EXCERPT TO READ.
"""
Thank you, everyone, for your prompt and thoughtful replies.

GreenReaper, I ran across that Wikifur discussion at some earlier point, but
the "Eyes of the Night" story was new to me.  BLP subjects in such cases must
get very frustrated by the wiki-process of forming consensus, which differs
completely from their dealings with every other organization in the real world
or on the internet: normally, you just find the one right person to complain
to, and the problem gets strong-armed away.  Supposing the wiki editors don't
start shouting at each other or at the BLP subject, but actually listen to each
other's lines of reasoning?  That could take days!

The present problem at the Doom Wiki would never arise on Wikipedia, because
none of the information in the article meets the "reliable sources" criteria. 
Unfortunately, excepting a tiny number of industry celebrities, the culture of
any gaming community is expressed almost entirely in non-fact-checked media
(Usenet, BBSes, IRC, e-mails, forum postings); it would be impossible to
document that culture using Wikipedia's bibliographic standards.
"""
LISTED RECORDS.
"""
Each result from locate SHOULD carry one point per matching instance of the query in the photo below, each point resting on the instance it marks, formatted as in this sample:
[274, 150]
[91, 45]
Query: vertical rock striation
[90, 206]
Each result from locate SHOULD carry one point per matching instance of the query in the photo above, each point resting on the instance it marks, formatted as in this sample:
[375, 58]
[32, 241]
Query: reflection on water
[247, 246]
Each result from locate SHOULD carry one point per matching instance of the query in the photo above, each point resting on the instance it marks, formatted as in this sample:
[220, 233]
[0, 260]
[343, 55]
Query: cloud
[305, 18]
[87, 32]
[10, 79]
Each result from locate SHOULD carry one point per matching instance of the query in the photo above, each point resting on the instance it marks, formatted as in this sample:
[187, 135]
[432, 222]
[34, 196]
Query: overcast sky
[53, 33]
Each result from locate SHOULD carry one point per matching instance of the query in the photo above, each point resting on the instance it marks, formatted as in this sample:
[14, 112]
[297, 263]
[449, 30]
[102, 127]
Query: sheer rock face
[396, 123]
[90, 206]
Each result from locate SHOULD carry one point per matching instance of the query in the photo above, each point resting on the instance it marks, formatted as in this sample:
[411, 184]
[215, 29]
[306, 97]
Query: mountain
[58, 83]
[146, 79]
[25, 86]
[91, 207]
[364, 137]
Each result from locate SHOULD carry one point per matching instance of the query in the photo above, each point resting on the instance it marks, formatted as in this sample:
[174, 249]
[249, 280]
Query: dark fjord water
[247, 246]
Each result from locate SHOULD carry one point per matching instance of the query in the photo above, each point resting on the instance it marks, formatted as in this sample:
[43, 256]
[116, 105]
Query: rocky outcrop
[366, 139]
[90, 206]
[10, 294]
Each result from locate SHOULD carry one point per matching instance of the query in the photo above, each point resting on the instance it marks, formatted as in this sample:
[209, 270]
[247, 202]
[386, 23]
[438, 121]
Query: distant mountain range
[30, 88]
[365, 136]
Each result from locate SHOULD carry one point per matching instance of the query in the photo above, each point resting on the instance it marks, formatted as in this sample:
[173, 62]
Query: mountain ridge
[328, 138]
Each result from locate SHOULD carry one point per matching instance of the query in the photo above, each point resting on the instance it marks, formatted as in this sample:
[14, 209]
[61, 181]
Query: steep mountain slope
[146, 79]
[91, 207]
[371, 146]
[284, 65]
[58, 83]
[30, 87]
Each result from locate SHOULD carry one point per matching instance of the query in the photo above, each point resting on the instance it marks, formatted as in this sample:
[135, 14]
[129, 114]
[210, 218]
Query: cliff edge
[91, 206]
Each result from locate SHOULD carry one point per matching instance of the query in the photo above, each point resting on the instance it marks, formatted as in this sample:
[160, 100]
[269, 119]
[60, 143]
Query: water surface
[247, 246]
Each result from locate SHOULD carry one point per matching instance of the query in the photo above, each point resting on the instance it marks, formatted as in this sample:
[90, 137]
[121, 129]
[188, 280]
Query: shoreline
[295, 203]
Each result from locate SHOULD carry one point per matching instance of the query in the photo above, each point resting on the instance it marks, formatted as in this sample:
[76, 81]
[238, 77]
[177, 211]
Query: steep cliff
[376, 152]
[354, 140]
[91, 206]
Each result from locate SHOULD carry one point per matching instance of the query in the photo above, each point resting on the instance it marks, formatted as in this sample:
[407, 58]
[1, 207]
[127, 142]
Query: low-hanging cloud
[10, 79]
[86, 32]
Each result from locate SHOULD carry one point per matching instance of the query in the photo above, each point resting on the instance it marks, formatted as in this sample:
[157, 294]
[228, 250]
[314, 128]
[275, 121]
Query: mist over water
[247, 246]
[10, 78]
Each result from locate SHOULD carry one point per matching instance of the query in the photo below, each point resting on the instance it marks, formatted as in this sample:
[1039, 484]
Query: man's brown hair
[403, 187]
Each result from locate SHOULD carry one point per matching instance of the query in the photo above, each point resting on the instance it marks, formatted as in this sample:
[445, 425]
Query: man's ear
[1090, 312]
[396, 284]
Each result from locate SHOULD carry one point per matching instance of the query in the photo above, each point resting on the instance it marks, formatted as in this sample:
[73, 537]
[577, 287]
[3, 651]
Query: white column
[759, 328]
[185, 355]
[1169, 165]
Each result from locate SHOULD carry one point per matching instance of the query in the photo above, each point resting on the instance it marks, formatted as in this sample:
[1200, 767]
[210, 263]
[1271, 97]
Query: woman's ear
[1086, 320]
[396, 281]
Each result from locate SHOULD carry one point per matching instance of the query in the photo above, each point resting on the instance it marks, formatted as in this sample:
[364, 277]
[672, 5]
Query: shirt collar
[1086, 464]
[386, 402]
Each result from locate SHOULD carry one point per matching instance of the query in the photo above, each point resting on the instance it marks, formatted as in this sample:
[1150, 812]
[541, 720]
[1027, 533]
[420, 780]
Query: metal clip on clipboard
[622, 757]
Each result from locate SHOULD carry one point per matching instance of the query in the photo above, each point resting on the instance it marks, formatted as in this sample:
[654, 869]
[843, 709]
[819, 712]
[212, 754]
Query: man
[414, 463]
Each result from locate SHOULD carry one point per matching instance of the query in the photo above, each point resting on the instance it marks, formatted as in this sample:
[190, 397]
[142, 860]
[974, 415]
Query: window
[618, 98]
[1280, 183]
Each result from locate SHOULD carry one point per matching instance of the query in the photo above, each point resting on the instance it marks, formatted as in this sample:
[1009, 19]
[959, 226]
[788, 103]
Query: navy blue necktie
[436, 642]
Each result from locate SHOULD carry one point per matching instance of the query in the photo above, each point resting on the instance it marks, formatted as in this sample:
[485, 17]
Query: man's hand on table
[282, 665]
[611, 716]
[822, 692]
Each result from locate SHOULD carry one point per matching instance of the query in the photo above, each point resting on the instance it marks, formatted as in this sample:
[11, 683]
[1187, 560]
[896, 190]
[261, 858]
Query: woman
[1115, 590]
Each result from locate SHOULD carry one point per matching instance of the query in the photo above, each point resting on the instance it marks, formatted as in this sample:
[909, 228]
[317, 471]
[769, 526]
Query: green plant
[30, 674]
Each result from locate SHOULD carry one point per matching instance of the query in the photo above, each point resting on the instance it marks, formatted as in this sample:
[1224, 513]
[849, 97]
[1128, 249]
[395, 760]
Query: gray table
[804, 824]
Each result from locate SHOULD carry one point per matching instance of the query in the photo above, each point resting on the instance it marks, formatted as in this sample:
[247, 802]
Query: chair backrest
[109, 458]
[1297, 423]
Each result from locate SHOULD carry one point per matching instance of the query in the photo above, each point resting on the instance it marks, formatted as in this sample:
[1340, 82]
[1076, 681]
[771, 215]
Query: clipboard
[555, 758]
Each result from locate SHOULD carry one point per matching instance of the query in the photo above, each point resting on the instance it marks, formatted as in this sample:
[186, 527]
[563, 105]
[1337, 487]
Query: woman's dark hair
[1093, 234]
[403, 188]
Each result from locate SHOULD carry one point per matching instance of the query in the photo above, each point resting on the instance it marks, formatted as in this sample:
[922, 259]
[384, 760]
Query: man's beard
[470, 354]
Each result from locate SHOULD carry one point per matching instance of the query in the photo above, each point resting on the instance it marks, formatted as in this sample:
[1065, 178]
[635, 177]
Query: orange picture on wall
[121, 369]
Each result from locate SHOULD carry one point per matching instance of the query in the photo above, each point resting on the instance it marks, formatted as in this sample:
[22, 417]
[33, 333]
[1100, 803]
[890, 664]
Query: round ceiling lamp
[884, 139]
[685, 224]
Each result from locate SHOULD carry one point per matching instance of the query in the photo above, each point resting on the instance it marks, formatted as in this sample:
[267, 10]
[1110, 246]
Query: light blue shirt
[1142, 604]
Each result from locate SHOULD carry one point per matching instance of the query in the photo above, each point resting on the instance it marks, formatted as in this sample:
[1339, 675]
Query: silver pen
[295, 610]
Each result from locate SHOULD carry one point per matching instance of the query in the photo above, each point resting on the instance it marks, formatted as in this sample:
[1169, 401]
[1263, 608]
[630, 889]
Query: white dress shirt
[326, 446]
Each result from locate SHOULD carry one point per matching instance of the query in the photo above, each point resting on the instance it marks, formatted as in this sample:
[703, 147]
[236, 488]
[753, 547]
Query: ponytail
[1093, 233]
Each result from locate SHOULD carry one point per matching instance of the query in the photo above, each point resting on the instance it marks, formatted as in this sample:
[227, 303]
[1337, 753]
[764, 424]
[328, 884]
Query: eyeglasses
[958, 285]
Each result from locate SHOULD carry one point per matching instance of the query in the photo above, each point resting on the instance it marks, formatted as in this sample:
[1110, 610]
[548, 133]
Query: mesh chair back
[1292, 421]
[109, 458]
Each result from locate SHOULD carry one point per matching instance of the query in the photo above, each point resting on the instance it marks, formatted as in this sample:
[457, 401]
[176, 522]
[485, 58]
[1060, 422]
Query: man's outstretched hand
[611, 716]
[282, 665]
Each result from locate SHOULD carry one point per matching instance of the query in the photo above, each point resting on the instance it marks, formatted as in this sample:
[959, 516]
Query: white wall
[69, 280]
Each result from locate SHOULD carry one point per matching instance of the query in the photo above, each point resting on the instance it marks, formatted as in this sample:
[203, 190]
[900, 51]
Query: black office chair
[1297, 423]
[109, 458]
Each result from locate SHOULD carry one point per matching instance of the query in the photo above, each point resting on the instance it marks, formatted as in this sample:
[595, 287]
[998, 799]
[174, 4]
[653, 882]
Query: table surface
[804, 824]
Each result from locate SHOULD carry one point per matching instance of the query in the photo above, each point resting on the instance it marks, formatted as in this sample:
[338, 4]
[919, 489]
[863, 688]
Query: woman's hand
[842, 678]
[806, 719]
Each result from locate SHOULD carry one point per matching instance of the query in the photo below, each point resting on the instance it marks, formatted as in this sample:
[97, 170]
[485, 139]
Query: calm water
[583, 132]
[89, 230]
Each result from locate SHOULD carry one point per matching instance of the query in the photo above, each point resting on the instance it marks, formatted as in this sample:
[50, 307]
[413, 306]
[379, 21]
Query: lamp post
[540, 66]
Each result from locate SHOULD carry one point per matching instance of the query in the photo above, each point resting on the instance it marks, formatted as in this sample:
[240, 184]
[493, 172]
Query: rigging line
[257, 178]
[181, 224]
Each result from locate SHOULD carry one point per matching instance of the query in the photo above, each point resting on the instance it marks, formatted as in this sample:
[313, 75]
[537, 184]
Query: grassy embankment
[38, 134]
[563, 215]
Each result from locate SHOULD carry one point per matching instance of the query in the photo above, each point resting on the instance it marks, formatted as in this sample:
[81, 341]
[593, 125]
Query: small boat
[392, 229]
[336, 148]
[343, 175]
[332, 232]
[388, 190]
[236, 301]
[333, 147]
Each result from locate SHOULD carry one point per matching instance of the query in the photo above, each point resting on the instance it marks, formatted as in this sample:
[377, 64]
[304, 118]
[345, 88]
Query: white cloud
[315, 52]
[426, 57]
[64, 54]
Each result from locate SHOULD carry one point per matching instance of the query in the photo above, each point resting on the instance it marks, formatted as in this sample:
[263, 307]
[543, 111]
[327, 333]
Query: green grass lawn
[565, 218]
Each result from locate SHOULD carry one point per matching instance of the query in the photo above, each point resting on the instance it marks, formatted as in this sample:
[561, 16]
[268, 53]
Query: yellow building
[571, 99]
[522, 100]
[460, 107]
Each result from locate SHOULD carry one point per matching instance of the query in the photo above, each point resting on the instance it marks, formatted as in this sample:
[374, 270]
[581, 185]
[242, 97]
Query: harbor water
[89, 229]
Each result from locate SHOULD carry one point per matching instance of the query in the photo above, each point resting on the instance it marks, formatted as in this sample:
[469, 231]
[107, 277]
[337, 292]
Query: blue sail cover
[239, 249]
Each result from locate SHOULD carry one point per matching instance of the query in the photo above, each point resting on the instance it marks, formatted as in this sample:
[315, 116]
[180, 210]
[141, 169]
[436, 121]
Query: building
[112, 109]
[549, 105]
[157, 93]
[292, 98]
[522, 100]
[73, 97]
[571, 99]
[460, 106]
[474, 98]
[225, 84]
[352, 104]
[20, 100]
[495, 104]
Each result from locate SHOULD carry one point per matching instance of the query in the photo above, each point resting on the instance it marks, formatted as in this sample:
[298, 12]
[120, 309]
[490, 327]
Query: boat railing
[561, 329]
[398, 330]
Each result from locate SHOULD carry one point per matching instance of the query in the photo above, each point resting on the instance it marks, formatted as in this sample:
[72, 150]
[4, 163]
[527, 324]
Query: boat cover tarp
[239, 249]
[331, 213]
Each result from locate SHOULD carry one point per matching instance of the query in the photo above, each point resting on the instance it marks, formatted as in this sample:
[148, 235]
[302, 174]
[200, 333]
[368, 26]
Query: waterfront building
"""
EXERCISE TASKS.
[1] Answer these questions about the message about wiki consensus.
(a) Which story was new to the writer?
(b) According to the message, why would the present problem at the Doom Wiki never arise on Wikipedia?
(c) Which non-fact-checked media does the message list as the main way a gaming community's culture is expressed?
[2] Reproduce the message about wiki consensus word for word, starting with "Unfortunately, excepting a" and going on through "Wikipedia's bibliographic standards.".
[3] Resume the message about wiki consensus from the point where it stops.
The records are separate material and have no connection to the message about wiki consensus.

SET OF ANSWERS.
[1]
(a) The "Eyes of the Night" story.
(b) None of the information in the article meets the "reliable sources" criteria.
(c) Usenet, BBSes, IRC, e-mails, and forum postings.

[2]
Unfortunately, excepting a tiny number of industry celebrities, the culture of
any gaming community is expressed almost entirely in non-fact-checked media
(Usenet, BBSes, IRC, e-mails, forum postings); it would be impossible to
document that culture using Wikipedia's bibliographic standards.

[3]
If I had dictatorial authority over the site, I would institute a courtesy
deletion policy like Wikifur's.  There are many reasons that someone might not
want an article, the article doesn't have to be anywhere close to illegal to do
harm, and the subject is the most qualified person to judge that.  Courtesy
deletion also leaves our NPOV policy intact, nor must we consider a blanket ban
on hearsay citations; I think the latter would disqualify a lot of genuinely
significant historical information (at least, in the superficial sense that our
community as a whole is significant).

In the ongoing debate, however, most others seem to advocate a compromise "I'll
know a problem when I see it" approach.  The divisive incident would be removed
from the biographical article, but without prejudice to writing about it in
related non-biographical articles, with or without naming the main parties.  I
don't know if that will satisfy our irate fellow player, but it at least
prevents the allegations showing up on the first page of a Google search for
"Firstname Lastname" (which does happen with our biographical articles!), and
tables the question of a detailed specification for NPOV exceptions, which
would quickly bog down because we're a small site and don't have many gnomes
yet.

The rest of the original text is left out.